-- START Reading text --

Note that not all support tests.

How it Works

Tests belong to modules and each module can have several tests. Because tests are a part of the Stack Graph and dependency aware, you can easily run integration tests that require other parts of your stack to be running.

Garden caches test results and only re-runs the test if the module the test belongs to, or upstream dependents, have changed. For remote environments, the test results are stored at the cluster level so that the entire team can share the cached results.

You use the command and args directives to specify how the test is run. If the execution exits with 0, the test is considered to have passed, otherwise failed.

If you have expensive tests that you don't want to run on every watch event when in watch mode, you can use the --skip-tests flag or, alternatively, specify what tests to run with the --test-names flag.

You can run a test manually with the garden run test <test-name> command. This will run the test regardless of whether or not the result is cached.

-- END Reading text --

_Set exercise A_.
Answer these questions about the text on Garden tests:
(i) Where are test results stored for remote environments?
(ii) What exit code makes a test count as passed?
(iii) Which command runs a test manually?
_Set exercise B_.
Carry on the text about Garden tests from its final sentence.

-- START Supplied information --

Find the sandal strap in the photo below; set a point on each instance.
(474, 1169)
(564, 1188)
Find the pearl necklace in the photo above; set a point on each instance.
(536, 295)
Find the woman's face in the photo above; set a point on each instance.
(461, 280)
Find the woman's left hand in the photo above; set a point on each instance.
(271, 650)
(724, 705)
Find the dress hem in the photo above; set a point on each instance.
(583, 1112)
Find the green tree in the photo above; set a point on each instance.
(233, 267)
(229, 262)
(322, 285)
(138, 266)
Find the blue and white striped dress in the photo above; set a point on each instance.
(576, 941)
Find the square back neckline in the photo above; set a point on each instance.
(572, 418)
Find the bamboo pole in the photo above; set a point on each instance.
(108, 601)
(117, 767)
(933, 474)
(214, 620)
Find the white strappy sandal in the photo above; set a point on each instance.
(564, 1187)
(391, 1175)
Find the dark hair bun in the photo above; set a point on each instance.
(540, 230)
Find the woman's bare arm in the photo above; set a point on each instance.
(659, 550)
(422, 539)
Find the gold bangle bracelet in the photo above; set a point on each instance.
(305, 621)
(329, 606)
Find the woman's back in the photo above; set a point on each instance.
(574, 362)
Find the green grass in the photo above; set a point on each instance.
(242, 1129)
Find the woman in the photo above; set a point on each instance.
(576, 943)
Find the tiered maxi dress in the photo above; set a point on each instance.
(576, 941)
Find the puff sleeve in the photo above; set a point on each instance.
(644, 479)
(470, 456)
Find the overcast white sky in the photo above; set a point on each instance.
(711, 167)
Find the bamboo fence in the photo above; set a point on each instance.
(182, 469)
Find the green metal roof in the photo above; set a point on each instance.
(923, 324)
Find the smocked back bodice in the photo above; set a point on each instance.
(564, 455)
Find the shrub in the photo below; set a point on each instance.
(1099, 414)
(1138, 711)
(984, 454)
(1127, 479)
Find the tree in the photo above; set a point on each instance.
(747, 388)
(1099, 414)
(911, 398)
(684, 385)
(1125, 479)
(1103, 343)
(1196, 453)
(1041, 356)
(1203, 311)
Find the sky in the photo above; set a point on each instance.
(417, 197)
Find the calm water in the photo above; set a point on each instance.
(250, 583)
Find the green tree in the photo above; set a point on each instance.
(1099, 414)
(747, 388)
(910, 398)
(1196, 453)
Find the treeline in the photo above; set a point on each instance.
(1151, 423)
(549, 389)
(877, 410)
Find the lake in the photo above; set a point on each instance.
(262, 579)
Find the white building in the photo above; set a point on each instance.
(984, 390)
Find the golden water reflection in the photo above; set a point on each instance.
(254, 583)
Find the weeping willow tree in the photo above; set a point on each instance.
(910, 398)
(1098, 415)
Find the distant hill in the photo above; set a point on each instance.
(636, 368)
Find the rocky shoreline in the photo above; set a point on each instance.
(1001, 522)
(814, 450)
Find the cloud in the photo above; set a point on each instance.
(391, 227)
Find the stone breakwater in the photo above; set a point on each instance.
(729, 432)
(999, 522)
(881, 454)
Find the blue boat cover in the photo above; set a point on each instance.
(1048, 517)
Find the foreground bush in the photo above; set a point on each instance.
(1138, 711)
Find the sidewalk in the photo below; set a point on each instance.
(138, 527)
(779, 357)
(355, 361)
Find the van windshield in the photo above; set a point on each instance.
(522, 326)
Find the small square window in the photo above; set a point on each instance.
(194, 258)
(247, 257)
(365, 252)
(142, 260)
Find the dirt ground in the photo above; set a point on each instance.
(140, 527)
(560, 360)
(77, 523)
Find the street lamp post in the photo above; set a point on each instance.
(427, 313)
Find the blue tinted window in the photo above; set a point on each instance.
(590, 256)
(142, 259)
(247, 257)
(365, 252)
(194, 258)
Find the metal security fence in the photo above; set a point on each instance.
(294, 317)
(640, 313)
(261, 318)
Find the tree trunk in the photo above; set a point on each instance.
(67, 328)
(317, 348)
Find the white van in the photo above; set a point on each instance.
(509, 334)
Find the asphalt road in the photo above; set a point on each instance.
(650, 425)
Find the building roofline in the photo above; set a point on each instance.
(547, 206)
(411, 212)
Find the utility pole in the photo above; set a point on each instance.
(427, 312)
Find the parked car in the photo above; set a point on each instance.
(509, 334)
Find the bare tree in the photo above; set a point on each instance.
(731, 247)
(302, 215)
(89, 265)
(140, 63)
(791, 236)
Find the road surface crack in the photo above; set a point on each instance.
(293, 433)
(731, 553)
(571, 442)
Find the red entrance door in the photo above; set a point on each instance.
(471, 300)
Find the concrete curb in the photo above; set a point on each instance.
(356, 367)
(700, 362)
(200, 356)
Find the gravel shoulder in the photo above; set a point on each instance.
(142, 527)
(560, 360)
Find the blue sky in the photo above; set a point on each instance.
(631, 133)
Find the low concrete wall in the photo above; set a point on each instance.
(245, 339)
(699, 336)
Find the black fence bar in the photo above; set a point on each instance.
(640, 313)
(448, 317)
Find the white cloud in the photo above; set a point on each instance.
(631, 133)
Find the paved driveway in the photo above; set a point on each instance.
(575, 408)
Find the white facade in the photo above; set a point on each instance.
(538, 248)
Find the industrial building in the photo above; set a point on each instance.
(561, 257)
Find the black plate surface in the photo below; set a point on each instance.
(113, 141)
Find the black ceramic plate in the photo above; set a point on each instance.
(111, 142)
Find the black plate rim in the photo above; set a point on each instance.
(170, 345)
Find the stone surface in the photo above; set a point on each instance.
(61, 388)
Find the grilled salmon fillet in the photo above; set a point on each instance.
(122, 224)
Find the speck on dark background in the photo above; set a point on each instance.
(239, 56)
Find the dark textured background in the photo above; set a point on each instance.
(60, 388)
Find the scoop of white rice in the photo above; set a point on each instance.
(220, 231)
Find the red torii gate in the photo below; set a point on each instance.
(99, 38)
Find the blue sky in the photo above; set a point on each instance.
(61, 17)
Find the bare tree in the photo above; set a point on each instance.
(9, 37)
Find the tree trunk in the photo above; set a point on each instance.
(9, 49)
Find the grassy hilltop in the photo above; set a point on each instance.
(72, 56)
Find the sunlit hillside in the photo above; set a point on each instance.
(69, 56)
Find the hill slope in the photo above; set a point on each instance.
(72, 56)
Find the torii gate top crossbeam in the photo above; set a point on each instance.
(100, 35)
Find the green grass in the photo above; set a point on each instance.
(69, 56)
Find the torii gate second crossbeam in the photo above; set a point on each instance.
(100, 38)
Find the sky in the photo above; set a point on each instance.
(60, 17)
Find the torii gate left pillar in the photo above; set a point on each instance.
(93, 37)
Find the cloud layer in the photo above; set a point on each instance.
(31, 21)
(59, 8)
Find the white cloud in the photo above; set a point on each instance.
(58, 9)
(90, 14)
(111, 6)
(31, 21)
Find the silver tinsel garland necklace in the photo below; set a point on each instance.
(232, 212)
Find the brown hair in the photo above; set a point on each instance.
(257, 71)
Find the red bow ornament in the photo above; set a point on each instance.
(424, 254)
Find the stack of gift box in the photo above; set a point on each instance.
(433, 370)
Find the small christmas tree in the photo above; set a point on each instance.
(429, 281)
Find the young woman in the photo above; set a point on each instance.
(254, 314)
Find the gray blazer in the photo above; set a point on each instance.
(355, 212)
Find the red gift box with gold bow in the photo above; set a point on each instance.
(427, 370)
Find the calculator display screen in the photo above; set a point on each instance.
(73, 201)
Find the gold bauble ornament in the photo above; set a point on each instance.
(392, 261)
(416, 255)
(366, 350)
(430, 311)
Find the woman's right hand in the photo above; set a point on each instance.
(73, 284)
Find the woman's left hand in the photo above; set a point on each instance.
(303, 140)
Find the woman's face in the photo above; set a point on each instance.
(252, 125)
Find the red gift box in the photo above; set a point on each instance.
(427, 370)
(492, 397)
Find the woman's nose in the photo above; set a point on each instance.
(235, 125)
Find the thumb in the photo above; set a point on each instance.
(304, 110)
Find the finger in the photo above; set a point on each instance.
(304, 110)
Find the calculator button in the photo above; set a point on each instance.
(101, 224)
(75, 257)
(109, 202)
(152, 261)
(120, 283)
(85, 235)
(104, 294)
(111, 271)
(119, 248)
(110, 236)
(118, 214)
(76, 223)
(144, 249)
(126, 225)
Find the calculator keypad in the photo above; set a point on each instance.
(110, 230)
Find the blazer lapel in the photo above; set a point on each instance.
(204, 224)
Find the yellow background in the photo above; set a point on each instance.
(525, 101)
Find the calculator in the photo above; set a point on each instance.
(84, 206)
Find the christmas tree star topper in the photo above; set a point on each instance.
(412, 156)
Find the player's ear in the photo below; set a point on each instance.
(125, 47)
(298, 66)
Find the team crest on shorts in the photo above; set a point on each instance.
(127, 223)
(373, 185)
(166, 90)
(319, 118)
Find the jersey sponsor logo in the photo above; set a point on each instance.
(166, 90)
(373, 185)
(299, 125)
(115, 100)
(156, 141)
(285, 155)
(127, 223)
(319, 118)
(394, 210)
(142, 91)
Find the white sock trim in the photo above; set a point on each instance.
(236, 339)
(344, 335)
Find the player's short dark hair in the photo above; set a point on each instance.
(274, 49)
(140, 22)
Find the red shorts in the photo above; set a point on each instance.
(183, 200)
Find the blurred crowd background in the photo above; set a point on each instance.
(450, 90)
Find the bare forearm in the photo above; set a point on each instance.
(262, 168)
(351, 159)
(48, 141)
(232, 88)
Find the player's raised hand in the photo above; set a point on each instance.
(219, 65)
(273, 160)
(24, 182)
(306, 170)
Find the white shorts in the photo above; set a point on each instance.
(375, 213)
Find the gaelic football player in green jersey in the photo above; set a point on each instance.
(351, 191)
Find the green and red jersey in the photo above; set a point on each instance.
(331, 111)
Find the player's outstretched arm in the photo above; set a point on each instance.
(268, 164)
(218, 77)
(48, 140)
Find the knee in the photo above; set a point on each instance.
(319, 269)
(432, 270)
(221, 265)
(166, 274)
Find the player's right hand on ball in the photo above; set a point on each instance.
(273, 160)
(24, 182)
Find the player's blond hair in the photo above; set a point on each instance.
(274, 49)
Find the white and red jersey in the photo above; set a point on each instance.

-- END Supplied information --

_Reply A_.
(i) At the cluster level, so the entire team can share the cached results.
(ii) 0
(iii) garden run test <test-name>

_Reply B_.
You can view test results from the dashboard or by running garden get test-result <module-name> <test-name>.

Tests in the Stack Graph

Tests correspond to a test action in the Stack Graph.

  • Tests implicitly depend on the build step of their parent module.

  • Tests can depend on services and tasks.

  • Currently, nothing else can depend on tests.

Examples

Integration Testing

Here's the configuration for frontend module:

# garden.yml
kind: Module
type: container
name: frontend
tests:
  - name: unit
    args: [npm, run, test:unit]
  - name: integ
    args: [npm, run, test:integ]
    timeout: 60
    dependencies:
      - backend

The integ test looks like this:

// tests/integ/test.js
describe('POST /vote', () => {
  it('respond with message from hello-function', async () => {
    const result = await axios.post('<http://backend/vote/>', `vote=a`);
    expect(result.status).to.eql(200);
  });
});

Now when you're in watch mode and make a change to the frontend, Garden will re-run both the unit and integ tests for you.

If you make a change to the backend backend module, Garden will first re-build and re-deploy the backend, and then run the integ test defined for the frontend.

Advanced

Test Artifacts

Many module types, including container, exec and helm, allow you to extract artifacts after tests have been run. This can be handy when you'd like to view reports or logs, or if you'd like a script (via a local exec module, for instance) to validate the output from a test.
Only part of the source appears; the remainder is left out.